List of tasks:
#1 Reproduce the Tiguan review word for word, everything from "Outside, the Volkswagen's" down to "the top-spec Highline.".
#2 Render this sentence from the Tiguan review in Spanish: "It no longer looks like a city-sized SUV, but still adopts the vaguely wagon-shaped style of its predecessor."
#3 Does the Tiguan review agree with each statement below? Give yes or no for each, with the deciding words from the review quoted exactly.
(a) The entry-level Trendline sits on 17-inch alloys.
(b) The backseat of the top-flight models has no hard plastics.
(c) Michael Bartsch is VW's Managing Director.

Excerpted text:

>>>

There's a satisfying solidity to the way the interior is put together.
"This is a car that will sit in its own territory, between the Asian and the luxury brands. That's where VW will sit, and it's where this car will sit," says VW Managing Director, Michael Bartsch.
"It's premium for the people."
And the VW Tiguan does feel a more premium offering than some of its competitors from the driver's seat. The front-seat passengers are surrounded by soft touch points no matter the trim level, and there's a satisfying solidity to the way the interior is put together. But the "for the people" part of that sentence arrives in the backseat, where the luxury feel begins to dissipate and you'll start to find some hard plastics and cheaper feeling touch-points, even in the top-flight models.
Outside, the Volkswagen's growth is noticeable. It no longer looks like a city-sized SUV, but still adopts the vaguely wagon-shaped style of its predecessor. And it's handsome - all muscular body creases and wide road stance - whether it's sitting on the 17-inch alloys of the entry-level Trendline or the 18-inch alloys of the top-spec Highline.

<<<

Dataset section:
>>>

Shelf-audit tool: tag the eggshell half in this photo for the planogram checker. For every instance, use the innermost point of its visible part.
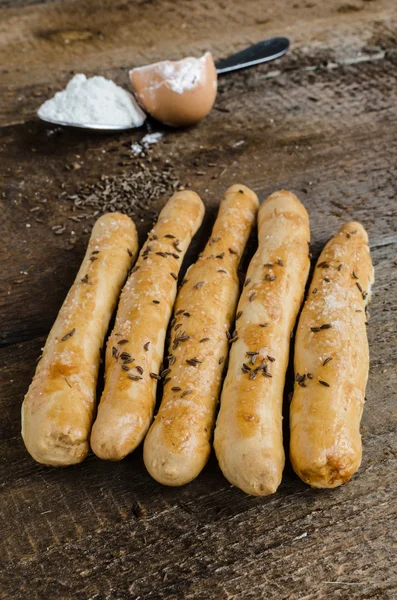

<<<

Responses by task:
#1
Outside, the Volkswagen's growth is noticeable. It no longer looks like a city-sized SUV, but still adopts the vaguely wagon-shaped style of its predecessor. And it's handsome - all muscular body creases and wide road stance - whether it's sitting on the 17-inch alloys of the entry-level Trendline or the 18-inch alloys of the top-spec Highline.

#2 Ya no parece un SUV de tamaño urbano, pero sigue adoptando el estilo vagamente parecido a un familiar de su predecesor.

#3
(a) Yes: "the 17-inch alloys of the entry-level Trendline"
(b) No: "you'll start to find some hard plastics and cheaper feeling touch-points, even in the top-flight models"
(c) Yes: "says VW Managing Director, Michael Bartsch"